_TEXT_
——

"Pay careful attention to your own work, for then you will get the satisfaction of a job well done, and you won't need to compare yourself to anyone else." —Galatians 6:4 NLT


 

US government awards top culture prizes to master cuatrista Edwin Colón Zayas and master cuatro-maker Yomi Matos
by William Cumpiano

Colón Zayas receives national fellowship
In May 2009 we received the news that the master cuatrista Edwin Colón Zayas received the most prestigious prize given to traditional artists in by the National Foundation for the Arts in Washington DC. The prize, called the NEA National Heritage Fellowships honors individual traditional artists once in their lifetimes for their "contribution to our national cultural mosaic.

The fellowship awards the title of National Living Treasure, modeled after the Japanese manner of honoring selected artists. The prize is offered once a year. This year, the prize was also awarded to a Kazak coreographer, a Zydeco musician, a Yoruba singer, a cowboy poet, and a Cambodian dancer, among others. In 2008, another Puerto Rican, the craft promoter Walter Murray Chiesa won the coveted prize. In 2007 the prize was awared to the Puerto Rican cuatrista and cuatro-maker Diomedes "Yomi" Matos who resides in the state of Florida.

——

[Point annotation dataset entries]
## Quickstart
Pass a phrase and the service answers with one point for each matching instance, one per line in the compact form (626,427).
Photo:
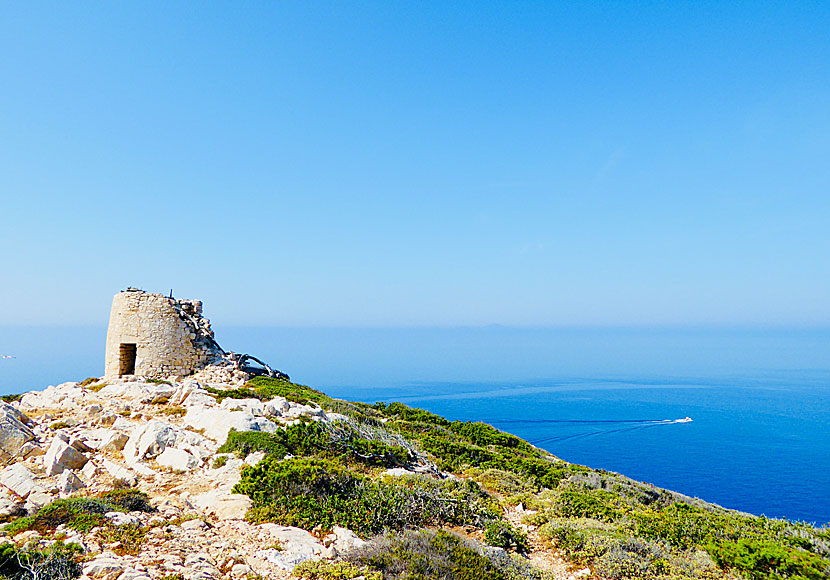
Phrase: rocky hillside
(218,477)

——

_WHAT YOU WILL DO_
- 1) Answer these questions using the article on the cuatro prizes:
(a) What title does the fellowship award?
(b) Which craft promoter won the prize in 2008?
(c) In which state does Diomedes "Yomi" Matos reside?
- 2) From the article on the cuatro prizes, pull out word for word the passage starting with "Colón Zayas receives" and going on through "national cultural mosaic.".

_TASK-BY-TASK ANSWERS_
- 1)
(a) National Living Treasure
(b) Walter Murray Chiesa
(c) Florida

- 2)
Colón Zayas receives national fellowship
In May 2009 we received the news that the master cuatrista Edwin Colón Zayas received the most prestigious prize given to traditional artists in by the National Foundation for the Arts in Washington DC. The prize, called the NEA National Heritage Fellowships honors individual traditional artists once in their lifetimes for their "contribution to our national cultural mosaic.